- **STUDY MATERIAL**:
____________________

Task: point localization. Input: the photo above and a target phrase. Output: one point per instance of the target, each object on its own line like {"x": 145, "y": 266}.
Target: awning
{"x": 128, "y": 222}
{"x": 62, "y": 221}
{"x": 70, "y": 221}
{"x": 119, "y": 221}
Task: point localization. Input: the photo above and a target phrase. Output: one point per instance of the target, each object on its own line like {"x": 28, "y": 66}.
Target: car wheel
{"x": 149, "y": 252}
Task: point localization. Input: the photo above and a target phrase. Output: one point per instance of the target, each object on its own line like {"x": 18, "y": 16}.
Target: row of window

____________________

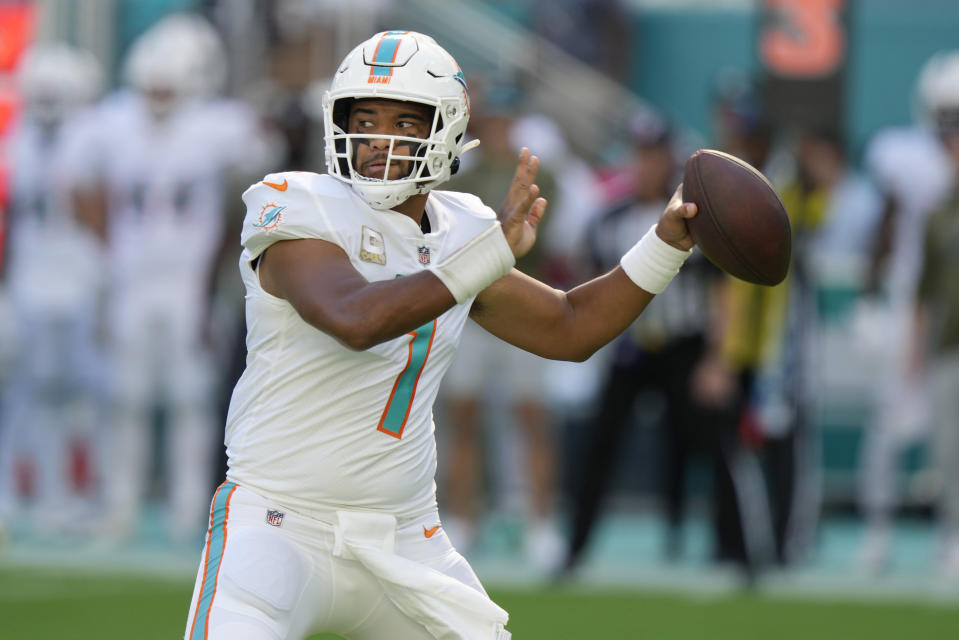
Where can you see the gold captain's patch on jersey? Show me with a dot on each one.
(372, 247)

____________________

- **WHAT YOU HAVE TO DO**: Those lines of the records that contain the string "Input" should be identified and copied.

- **EXERCISE RESPONSE**:
Task: point localization. Input: the photo above and a target phrase. Output: one point per instance of the target, each object on its own line like {"x": 145, "y": 266}.
Task: point localization. Input: the photo above and a target phrase. Output: one point per instance of the target, each object on its own line like {"x": 28, "y": 66}.
Task: point localization. Input: the photo above and a target phrase. Output: one point per instance of the target, each object on its own line like {"x": 18, "y": 16}.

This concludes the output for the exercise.